**Dataset:**
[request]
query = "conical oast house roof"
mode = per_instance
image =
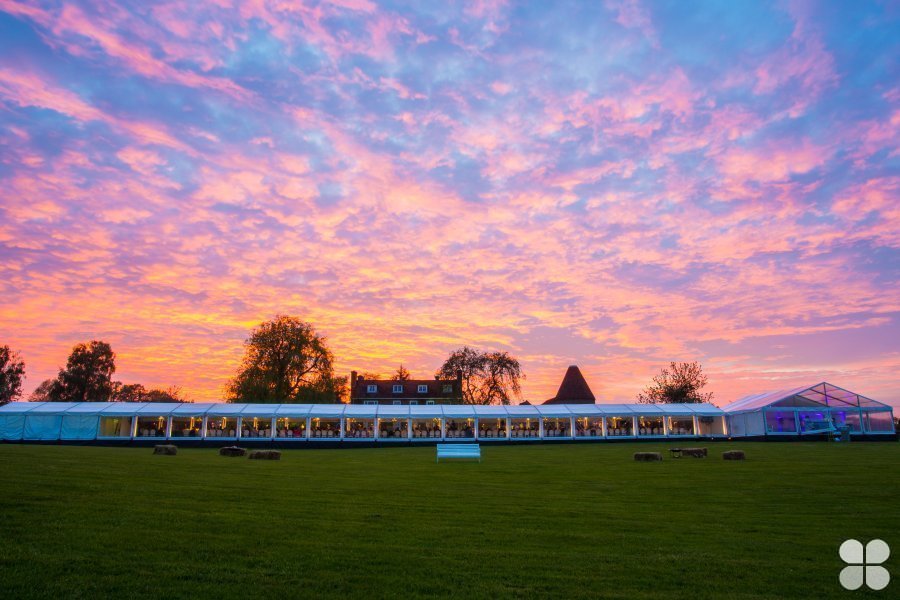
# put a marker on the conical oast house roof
(573, 389)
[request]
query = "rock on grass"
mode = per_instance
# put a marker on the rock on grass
(265, 455)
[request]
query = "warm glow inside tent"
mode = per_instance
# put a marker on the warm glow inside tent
(809, 410)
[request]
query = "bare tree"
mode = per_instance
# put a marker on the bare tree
(487, 377)
(678, 383)
(285, 360)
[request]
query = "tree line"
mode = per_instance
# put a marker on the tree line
(286, 361)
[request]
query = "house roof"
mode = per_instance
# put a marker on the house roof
(409, 389)
(573, 389)
(821, 394)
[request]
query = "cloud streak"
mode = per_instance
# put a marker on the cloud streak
(615, 185)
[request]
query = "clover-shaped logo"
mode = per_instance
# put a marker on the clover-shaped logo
(864, 564)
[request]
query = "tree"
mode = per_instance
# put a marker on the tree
(679, 383)
(170, 394)
(12, 373)
(42, 392)
(401, 374)
(487, 377)
(285, 360)
(128, 392)
(87, 376)
(135, 392)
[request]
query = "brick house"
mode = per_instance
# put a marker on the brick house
(411, 391)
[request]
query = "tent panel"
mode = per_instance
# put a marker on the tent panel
(11, 427)
(260, 410)
(393, 410)
(225, 409)
(53, 408)
(293, 410)
(42, 427)
(19, 407)
(192, 409)
(79, 427)
(463, 411)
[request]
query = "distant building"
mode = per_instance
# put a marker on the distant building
(573, 389)
(409, 392)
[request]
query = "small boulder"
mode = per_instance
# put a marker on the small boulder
(232, 451)
(647, 456)
(265, 455)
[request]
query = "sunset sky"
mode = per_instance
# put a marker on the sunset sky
(610, 184)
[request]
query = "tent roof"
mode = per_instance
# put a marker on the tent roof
(18, 408)
(53, 408)
(360, 411)
(156, 409)
(820, 395)
(293, 410)
(192, 409)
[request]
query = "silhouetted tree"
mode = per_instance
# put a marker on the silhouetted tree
(12, 373)
(401, 374)
(87, 376)
(487, 377)
(135, 392)
(42, 392)
(285, 360)
(678, 383)
(128, 392)
(170, 394)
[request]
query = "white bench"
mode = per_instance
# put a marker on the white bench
(458, 451)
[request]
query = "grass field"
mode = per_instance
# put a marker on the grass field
(573, 521)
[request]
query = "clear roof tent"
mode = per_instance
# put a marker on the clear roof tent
(705, 409)
(822, 395)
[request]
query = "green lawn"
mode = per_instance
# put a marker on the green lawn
(572, 521)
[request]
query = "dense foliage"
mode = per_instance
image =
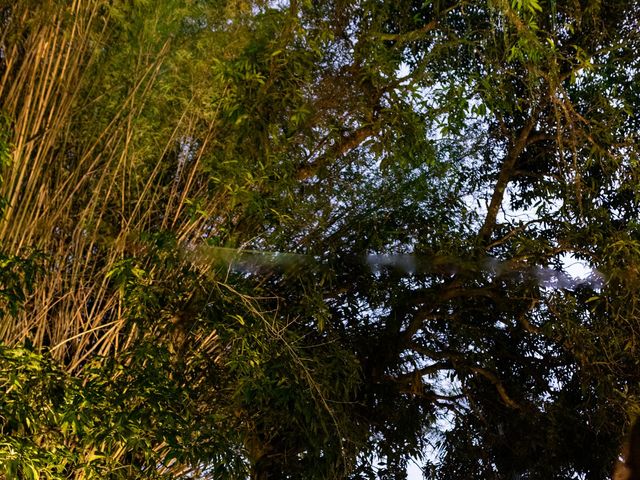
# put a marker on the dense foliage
(318, 239)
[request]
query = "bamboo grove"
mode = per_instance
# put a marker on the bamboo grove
(318, 239)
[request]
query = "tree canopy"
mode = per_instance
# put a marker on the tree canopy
(318, 239)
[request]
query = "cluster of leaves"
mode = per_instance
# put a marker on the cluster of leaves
(358, 137)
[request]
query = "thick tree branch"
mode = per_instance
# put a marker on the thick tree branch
(506, 172)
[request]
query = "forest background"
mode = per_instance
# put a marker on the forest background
(317, 239)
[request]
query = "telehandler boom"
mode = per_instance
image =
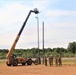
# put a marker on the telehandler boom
(11, 58)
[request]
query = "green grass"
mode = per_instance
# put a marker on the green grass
(2, 62)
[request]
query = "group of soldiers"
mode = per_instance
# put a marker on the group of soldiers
(58, 61)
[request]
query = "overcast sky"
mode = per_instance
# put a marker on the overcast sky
(59, 18)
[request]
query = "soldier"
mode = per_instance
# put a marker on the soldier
(56, 60)
(60, 61)
(45, 61)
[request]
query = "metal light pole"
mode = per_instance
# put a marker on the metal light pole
(38, 37)
(43, 41)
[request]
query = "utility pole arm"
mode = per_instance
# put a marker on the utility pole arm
(18, 36)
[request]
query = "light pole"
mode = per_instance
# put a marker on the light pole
(38, 37)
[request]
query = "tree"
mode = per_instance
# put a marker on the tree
(72, 47)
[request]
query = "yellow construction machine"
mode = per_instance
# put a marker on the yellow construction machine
(12, 59)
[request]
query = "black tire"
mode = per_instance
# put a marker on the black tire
(23, 63)
(15, 63)
(29, 62)
(8, 64)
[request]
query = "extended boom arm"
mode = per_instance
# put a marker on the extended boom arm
(18, 36)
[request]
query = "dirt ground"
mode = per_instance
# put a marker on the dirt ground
(37, 70)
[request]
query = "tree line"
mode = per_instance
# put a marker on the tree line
(33, 52)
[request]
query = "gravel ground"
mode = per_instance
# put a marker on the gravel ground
(37, 70)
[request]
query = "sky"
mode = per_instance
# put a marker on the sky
(59, 17)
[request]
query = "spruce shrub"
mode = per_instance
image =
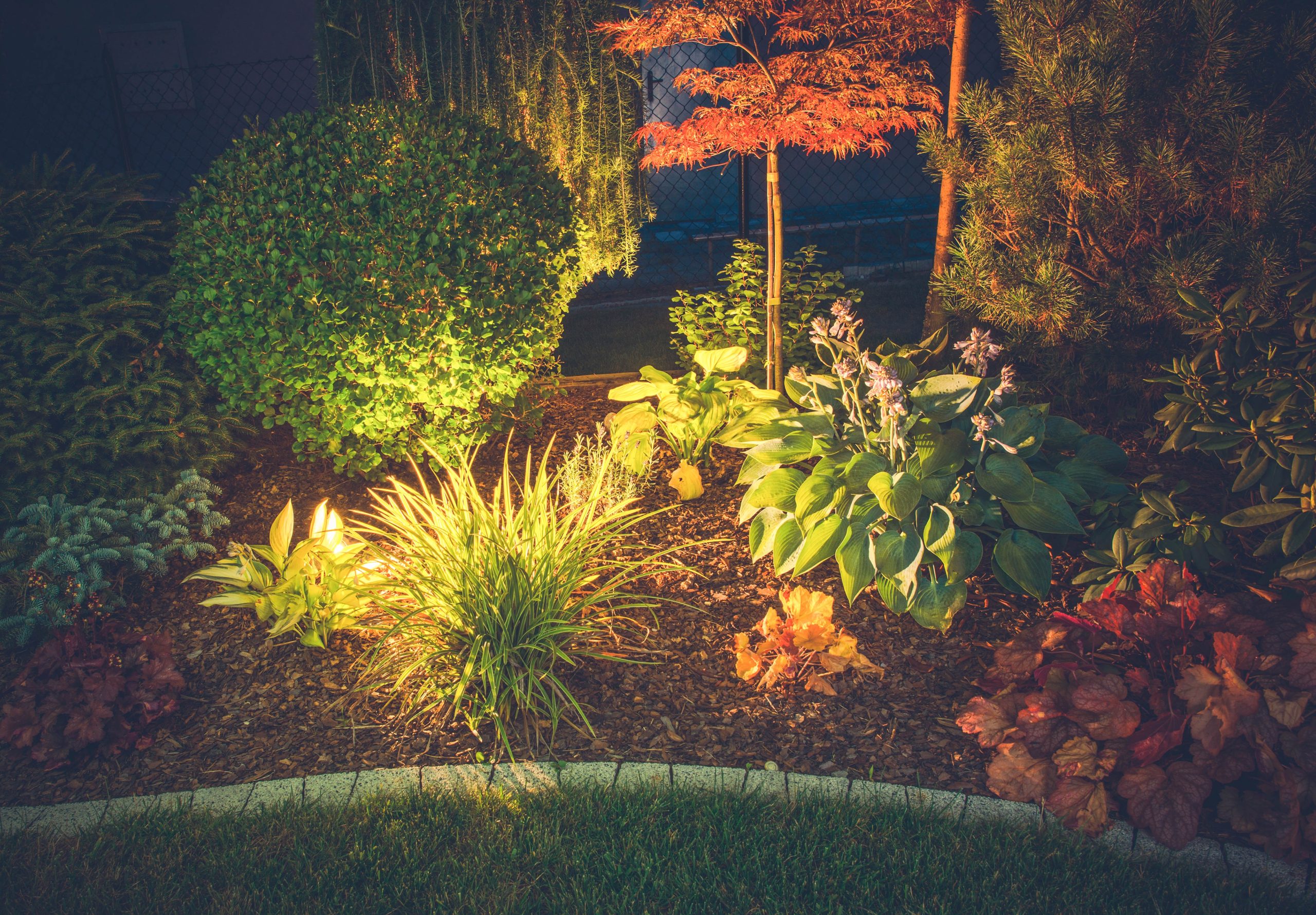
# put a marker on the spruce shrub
(373, 276)
(97, 403)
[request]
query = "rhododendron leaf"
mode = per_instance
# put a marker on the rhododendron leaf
(1081, 805)
(1014, 775)
(1157, 738)
(1302, 668)
(1166, 802)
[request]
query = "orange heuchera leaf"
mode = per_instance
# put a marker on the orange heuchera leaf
(1234, 651)
(1080, 756)
(990, 719)
(1016, 776)
(1197, 685)
(1081, 805)
(1166, 802)
(1302, 669)
(1286, 707)
(819, 684)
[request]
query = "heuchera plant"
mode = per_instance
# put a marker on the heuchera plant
(79, 694)
(805, 640)
(912, 469)
(1164, 698)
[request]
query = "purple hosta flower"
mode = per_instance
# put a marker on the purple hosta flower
(978, 351)
(1007, 385)
(885, 386)
(819, 331)
(843, 310)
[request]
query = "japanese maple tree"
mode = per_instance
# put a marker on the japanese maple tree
(824, 76)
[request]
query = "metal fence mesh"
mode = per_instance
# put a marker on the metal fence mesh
(869, 215)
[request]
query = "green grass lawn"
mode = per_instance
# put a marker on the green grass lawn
(607, 339)
(595, 852)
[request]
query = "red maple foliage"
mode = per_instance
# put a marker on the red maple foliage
(826, 76)
(79, 694)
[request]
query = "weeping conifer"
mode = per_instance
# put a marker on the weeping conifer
(534, 69)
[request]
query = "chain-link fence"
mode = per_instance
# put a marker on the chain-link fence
(869, 215)
(165, 123)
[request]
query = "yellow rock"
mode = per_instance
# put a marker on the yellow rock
(687, 482)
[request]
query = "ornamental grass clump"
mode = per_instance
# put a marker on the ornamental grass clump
(490, 601)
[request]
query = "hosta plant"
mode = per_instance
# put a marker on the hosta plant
(489, 599)
(1248, 396)
(901, 473)
(800, 640)
(313, 590)
(691, 411)
(79, 695)
(1165, 698)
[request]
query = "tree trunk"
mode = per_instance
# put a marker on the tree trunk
(776, 260)
(935, 315)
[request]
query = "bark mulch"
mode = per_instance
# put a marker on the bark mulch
(255, 710)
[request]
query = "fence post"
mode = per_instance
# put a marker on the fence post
(116, 109)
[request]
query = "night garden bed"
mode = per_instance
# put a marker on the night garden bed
(253, 710)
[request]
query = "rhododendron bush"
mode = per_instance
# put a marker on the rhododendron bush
(803, 641)
(1165, 699)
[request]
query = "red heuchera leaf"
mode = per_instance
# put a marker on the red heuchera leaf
(1016, 776)
(1099, 706)
(1166, 802)
(1115, 617)
(1157, 738)
(1302, 669)
(1234, 651)
(990, 719)
(1081, 803)
(77, 695)
(1230, 764)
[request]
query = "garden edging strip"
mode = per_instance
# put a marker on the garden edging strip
(342, 787)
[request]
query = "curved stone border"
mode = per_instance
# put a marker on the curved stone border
(342, 787)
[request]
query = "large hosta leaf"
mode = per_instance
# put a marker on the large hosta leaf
(898, 494)
(936, 602)
(943, 398)
(820, 543)
(1026, 561)
(1006, 477)
(1047, 511)
(856, 561)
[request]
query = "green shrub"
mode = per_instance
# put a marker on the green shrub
(373, 276)
(65, 561)
(1248, 396)
(734, 316)
(489, 601)
(97, 405)
(912, 469)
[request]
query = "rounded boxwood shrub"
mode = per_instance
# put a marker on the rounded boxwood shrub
(374, 276)
(94, 401)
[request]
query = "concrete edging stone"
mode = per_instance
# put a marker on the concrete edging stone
(344, 787)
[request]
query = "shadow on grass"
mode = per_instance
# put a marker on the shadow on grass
(607, 852)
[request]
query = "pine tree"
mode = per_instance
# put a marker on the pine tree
(95, 402)
(1135, 147)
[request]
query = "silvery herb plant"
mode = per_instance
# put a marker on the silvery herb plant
(901, 473)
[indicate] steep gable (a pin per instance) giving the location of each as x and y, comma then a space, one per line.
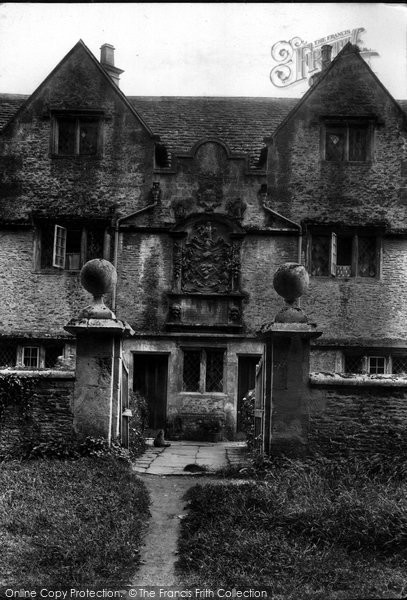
345, 87
78, 80
307, 185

**Job:** Write out exactly, and nothing more than, the lines of the entries above from the line containing "[indicate] steep gable" through the final line; omit any pictures.

**Problem solution:**
[indicate] steep gable (a pin per instance) giving the location of each as x and y, comma then a space, one per line.
345, 87
78, 80
307, 185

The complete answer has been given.